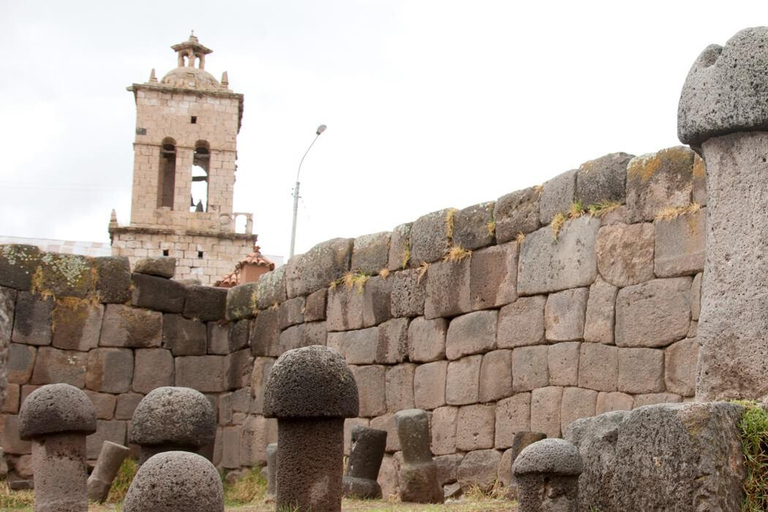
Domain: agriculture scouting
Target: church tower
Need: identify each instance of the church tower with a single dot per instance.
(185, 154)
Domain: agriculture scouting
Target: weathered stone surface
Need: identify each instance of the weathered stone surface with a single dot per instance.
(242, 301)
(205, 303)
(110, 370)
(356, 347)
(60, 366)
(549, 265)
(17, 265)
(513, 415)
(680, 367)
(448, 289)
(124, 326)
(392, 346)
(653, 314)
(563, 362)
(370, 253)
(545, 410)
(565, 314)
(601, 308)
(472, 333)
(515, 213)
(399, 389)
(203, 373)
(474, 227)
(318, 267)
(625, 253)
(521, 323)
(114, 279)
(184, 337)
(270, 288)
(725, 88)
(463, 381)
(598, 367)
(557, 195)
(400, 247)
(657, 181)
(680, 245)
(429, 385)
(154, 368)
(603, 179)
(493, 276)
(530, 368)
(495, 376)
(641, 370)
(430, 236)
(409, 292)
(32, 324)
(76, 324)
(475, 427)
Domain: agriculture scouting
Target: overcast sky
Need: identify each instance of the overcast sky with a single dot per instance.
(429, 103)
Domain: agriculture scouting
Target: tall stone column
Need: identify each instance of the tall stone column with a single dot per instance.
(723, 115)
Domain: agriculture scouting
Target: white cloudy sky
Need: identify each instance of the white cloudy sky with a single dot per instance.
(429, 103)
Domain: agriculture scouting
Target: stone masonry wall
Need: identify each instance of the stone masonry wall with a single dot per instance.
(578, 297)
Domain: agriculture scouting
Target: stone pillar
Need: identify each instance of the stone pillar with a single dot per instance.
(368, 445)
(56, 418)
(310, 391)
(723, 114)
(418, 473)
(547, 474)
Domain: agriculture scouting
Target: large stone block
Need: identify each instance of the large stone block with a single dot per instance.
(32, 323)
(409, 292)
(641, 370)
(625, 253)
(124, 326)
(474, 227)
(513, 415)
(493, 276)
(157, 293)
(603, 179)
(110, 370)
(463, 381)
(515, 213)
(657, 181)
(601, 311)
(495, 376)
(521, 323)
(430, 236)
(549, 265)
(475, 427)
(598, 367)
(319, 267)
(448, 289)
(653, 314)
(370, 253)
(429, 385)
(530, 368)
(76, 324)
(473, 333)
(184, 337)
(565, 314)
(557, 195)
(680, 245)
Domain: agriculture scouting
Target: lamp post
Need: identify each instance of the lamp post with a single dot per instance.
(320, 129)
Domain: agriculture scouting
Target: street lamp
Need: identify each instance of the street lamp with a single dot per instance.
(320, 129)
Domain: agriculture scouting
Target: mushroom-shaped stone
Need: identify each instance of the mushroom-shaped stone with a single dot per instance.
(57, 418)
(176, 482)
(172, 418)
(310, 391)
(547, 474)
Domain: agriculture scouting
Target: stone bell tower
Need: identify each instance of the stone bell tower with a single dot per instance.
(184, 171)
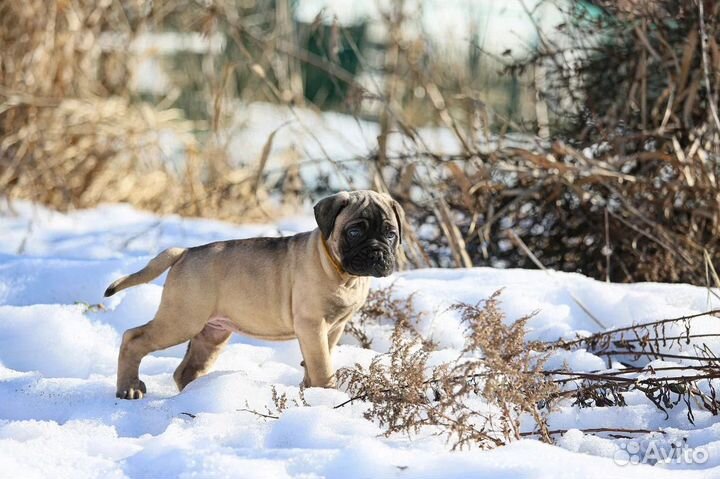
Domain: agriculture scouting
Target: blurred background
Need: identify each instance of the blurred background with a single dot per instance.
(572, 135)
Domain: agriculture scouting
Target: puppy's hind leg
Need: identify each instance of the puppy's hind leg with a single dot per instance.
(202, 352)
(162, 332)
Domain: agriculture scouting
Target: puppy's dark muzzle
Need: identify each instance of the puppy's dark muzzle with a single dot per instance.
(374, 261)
════
Brief:
Exclude the pictures and transcribe all of the entries exactly.

Exercise result:
Domain: agriculture scouting
Target: church tower
Need: identify each instance of the church tower with a single dot per instance.
(185, 154)
Domain: agriculture scouting
Target: weathered stone surface
Need: identify each instance of the weathered stone surface with a single dot per instance.
(242, 301)
(205, 303)
(110, 370)
(356, 347)
(60, 366)
(549, 265)
(17, 265)
(513, 415)
(680, 367)
(448, 289)
(124, 326)
(392, 346)
(653, 314)
(563, 362)
(370, 253)
(545, 410)
(565, 314)
(601, 308)
(472, 333)
(515, 213)
(399, 389)
(203, 373)
(474, 227)
(318, 267)
(625, 253)
(521, 323)
(114, 279)
(184, 337)
(270, 288)
(725, 88)
(463, 381)
(598, 367)
(557, 195)
(400, 247)
(657, 181)
(680, 245)
(429, 385)
(154, 368)
(603, 179)
(493, 276)
(530, 368)
(495, 376)
(641, 370)
(430, 236)
(409, 292)
(32, 324)
(76, 324)
(475, 427)
Domain: agriculture scouting
Target: overcast sky
Need: identify each instance of the overcast sky with a single dot per instance.
(429, 103)
Domain: agriculture scouting
Target: tall stone column
Need: identify each instance of the tall stone column with a single dot per instance.
(723, 115)
Domain: agriculture scouting
Target: white cloudy sky
Need: identify each instance of the white cloudy sky with a single dot per instance.
(429, 103)
Domain: agriculture scouting
Target: stone masonry wall
Need: identify each instance of the stone masonry wall with a single dot per instance.
(578, 297)
Domain: agriculture scouting
Target: stone pillar
Need: identify each instance of the stone pillar with a single dot per instance.
(368, 445)
(56, 418)
(310, 391)
(723, 114)
(418, 473)
(547, 474)
Domain: agriculture scouting
Target: large stone block
Need: identify each instance of the large stone block with a single dot per instance.
(32, 323)
(409, 292)
(641, 370)
(625, 253)
(124, 326)
(474, 227)
(513, 415)
(493, 276)
(157, 293)
(603, 179)
(110, 370)
(463, 381)
(515, 213)
(657, 181)
(601, 311)
(495, 376)
(521, 323)
(430, 236)
(549, 265)
(475, 427)
(598, 367)
(319, 267)
(448, 289)
(653, 314)
(370, 253)
(429, 385)
(530, 368)
(76, 324)
(473, 333)
(184, 337)
(565, 314)
(557, 195)
(680, 245)
Domain: agriculture scouting
Target: lamp post
Need: identify each instance of the lamp post with a single dot per instance.
(320, 129)
Domain: agriculture scouting
Target: street lamp
Need: identify each instance of the street lamp with a single dot per instance.
(320, 129)
Domain: agriculture scouting
Target: mushroom-shaped stone
Need: identify each instance of the mushroom-shaped stone with a single dot per instance.
(57, 418)
(176, 482)
(172, 418)
(310, 391)
(547, 474)
Domain: agriculture scouting
Target: stone bell tower
Need: identify each instance of the stone bell tower with a single dot per instance.
(184, 171)
Domain: agriculture scouting
Target: blurred background
Need: identify each instance of the blurred background with a single dot per instance.
(572, 135)
Domain: agriculture scouting
Target: puppy's hind leg
Need: identify each instance of the puppy's hind leg with a single dot per instance.
(202, 352)
(162, 332)
Domain: agriculture scouting
Target: puppy's dark muzzle
Need: identify each instance of the puppy's dark muzzle with a single dot per instance.
(374, 261)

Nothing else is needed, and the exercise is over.